> [Requirements] Reproduce verbatim the lines of the records below, starting at the line that contains "and white ceremonial" and ending at the final line of the records.

> [Working data]
· · ·

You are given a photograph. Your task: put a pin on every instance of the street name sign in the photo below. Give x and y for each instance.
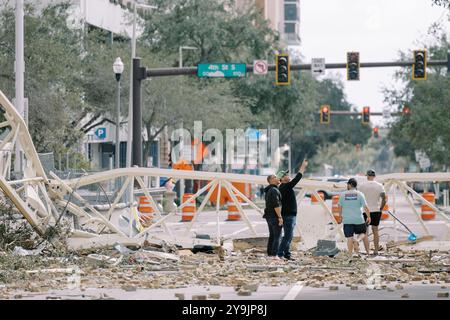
(318, 66)
(221, 70)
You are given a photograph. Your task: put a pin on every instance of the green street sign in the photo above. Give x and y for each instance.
(221, 70)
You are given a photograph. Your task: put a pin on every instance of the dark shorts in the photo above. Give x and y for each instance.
(374, 218)
(351, 229)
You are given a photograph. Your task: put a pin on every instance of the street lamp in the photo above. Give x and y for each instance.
(118, 69)
(133, 55)
(181, 53)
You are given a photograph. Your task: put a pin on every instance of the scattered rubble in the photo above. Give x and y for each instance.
(180, 296)
(162, 266)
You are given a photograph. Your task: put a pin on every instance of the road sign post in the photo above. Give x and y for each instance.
(318, 66)
(221, 70)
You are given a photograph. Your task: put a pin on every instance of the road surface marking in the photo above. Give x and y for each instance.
(294, 291)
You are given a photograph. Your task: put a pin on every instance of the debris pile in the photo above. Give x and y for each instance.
(165, 266)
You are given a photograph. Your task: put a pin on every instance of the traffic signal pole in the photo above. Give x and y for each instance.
(164, 72)
(142, 73)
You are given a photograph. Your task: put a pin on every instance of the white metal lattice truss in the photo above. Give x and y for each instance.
(43, 201)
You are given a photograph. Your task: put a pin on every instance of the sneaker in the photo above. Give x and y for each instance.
(356, 246)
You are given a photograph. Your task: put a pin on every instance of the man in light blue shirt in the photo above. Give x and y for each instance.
(350, 204)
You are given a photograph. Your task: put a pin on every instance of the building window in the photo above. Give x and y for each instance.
(290, 12)
(289, 27)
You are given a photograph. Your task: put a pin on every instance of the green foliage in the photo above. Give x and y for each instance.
(346, 159)
(294, 111)
(213, 26)
(427, 127)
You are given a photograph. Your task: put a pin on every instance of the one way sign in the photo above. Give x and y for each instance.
(318, 66)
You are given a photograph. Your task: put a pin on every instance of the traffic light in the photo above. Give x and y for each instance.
(352, 65)
(325, 114)
(283, 70)
(420, 65)
(366, 115)
(406, 110)
(376, 132)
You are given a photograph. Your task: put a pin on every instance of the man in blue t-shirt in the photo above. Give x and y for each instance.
(350, 204)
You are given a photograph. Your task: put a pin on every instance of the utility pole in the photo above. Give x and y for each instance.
(20, 72)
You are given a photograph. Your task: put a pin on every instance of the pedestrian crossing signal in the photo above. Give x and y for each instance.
(376, 132)
(325, 114)
(420, 65)
(283, 70)
(365, 115)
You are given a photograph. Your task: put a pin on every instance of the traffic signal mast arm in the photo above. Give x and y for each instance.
(161, 72)
(358, 113)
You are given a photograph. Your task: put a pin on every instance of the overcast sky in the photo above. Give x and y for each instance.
(378, 29)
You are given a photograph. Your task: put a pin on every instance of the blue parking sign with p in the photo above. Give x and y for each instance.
(101, 133)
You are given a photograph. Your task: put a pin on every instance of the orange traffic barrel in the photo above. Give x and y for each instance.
(314, 200)
(335, 208)
(233, 211)
(187, 212)
(146, 211)
(384, 212)
(427, 212)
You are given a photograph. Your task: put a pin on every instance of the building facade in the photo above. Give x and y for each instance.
(283, 17)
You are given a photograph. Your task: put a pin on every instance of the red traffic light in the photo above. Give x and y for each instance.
(365, 115)
(325, 114)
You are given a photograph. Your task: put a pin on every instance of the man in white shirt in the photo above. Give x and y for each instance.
(376, 200)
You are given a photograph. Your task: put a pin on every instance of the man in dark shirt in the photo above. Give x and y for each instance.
(272, 214)
(289, 210)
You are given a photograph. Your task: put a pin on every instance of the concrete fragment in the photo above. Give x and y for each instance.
(129, 288)
(253, 287)
(243, 292)
(180, 296)
(185, 252)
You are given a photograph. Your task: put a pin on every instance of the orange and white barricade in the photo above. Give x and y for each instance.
(188, 211)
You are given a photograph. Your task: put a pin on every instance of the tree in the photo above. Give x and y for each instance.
(214, 27)
(347, 159)
(51, 74)
(427, 127)
(68, 75)
(294, 111)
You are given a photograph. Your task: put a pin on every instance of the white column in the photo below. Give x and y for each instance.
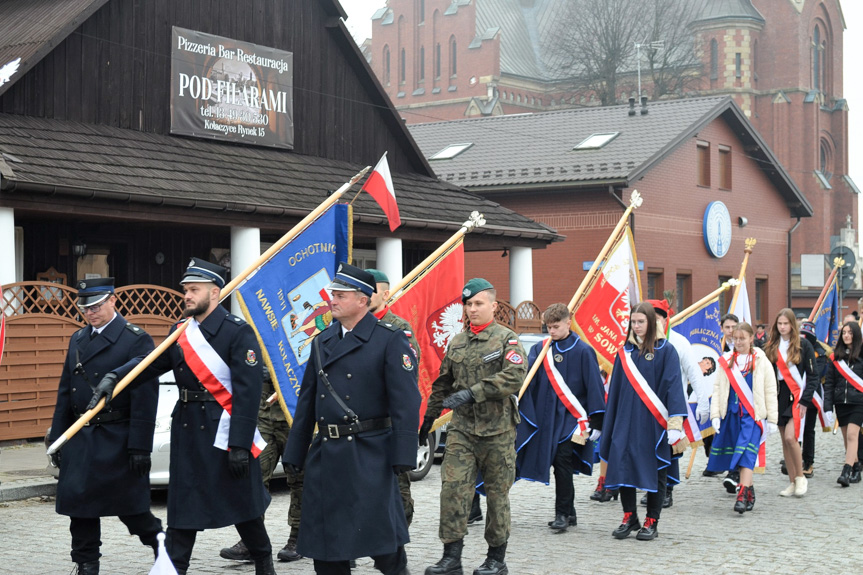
(7, 240)
(389, 258)
(245, 249)
(520, 275)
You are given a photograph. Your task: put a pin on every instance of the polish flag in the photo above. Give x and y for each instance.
(380, 186)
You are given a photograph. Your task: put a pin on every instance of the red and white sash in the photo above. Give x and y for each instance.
(573, 406)
(215, 375)
(642, 388)
(796, 384)
(747, 399)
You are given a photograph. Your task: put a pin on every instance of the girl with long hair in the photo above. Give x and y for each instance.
(844, 391)
(643, 425)
(744, 394)
(794, 361)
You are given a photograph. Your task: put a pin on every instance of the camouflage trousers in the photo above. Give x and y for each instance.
(466, 454)
(275, 431)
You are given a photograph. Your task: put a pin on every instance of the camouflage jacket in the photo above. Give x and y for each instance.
(492, 364)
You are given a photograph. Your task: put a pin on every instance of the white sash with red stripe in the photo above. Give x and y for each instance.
(215, 375)
(642, 388)
(796, 384)
(567, 398)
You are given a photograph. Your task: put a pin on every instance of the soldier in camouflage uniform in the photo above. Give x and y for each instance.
(483, 369)
(381, 311)
(274, 428)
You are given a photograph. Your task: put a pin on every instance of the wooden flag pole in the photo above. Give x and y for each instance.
(635, 201)
(837, 263)
(226, 291)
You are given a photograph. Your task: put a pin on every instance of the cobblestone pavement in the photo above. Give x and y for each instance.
(818, 533)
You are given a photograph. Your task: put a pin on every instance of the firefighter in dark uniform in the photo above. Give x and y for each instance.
(210, 486)
(105, 467)
(360, 388)
(484, 367)
(381, 311)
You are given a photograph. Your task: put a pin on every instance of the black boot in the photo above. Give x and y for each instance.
(236, 553)
(855, 473)
(265, 566)
(475, 511)
(89, 568)
(845, 479)
(450, 563)
(493, 564)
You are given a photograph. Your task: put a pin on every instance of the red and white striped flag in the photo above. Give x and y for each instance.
(380, 186)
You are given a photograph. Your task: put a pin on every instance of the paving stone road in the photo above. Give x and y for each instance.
(819, 533)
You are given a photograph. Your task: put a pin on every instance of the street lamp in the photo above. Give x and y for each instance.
(655, 45)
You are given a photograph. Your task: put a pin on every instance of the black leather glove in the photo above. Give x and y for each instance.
(238, 458)
(458, 398)
(104, 389)
(140, 464)
(425, 428)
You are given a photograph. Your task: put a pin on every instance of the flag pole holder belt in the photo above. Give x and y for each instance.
(187, 396)
(336, 431)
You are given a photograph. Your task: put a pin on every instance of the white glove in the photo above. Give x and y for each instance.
(674, 435)
(716, 421)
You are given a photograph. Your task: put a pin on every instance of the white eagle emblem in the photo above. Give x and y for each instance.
(450, 324)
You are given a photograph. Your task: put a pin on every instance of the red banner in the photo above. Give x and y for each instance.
(433, 308)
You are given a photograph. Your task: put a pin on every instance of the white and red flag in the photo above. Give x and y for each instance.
(433, 307)
(602, 316)
(380, 187)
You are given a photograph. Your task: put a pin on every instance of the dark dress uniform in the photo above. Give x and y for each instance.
(351, 502)
(202, 492)
(95, 476)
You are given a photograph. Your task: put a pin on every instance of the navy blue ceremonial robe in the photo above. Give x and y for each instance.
(633, 443)
(545, 421)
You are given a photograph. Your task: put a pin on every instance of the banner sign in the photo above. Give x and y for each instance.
(286, 303)
(230, 90)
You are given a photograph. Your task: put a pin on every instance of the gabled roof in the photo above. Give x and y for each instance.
(535, 151)
(42, 156)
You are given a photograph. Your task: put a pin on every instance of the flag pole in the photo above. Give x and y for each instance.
(476, 220)
(837, 263)
(225, 292)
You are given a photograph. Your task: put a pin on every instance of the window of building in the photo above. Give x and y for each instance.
(704, 164)
(714, 59)
(683, 287)
(725, 167)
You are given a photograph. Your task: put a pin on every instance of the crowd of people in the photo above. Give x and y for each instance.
(355, 429)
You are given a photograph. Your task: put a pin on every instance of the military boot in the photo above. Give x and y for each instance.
(493, 564)
(450, 563)
(265, 566)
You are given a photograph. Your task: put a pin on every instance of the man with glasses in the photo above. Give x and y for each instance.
(105, 467)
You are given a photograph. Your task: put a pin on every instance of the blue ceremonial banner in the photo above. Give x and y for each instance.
(286, 303)
(827, 317)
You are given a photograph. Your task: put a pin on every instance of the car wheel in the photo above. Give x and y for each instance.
(425, 457)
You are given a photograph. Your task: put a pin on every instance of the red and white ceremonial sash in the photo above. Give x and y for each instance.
(796, 384)
(215, 375)
(747, 399)
(647, 395)
(573, 406)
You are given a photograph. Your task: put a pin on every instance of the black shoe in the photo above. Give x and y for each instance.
(855, 473)
(289, 551)
(475, 511)
(236, 553)
(845, 479)
(629, 524)
(649, 531)
(450, 563)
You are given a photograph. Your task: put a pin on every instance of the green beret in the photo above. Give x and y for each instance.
(380, 277)
(473, 287)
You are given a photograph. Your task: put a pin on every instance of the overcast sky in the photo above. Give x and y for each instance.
(360, 25)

· · ·

> [Finished task]
You are given a photograph. Your task: put a pin on every instance of the red and white ceremonial sash in the photo above. Give x and y for each instance.
(796, 384)
(215, 375)
(747, 399)
(647, 395)
(573, 406)
You are given a photograph. Your task: put a pin on every instance of the black shoe in the photo above. Give x and y for each instance.
(855, 473)
(289, 551)
(475, 511)
(236, 553)
(845, 479)
(629, 524)
(649, 531)
(450, 563)
You are given a photograph. Your task: put a pin on every instance of the green beret in the photo above. Give x and y for each instance.
(380, 277)
(473, 287)
You are given a photograph. Your task: put a pin on every instance of the overcast sky in the photo above. Give x and y for each instance.
(360, 25)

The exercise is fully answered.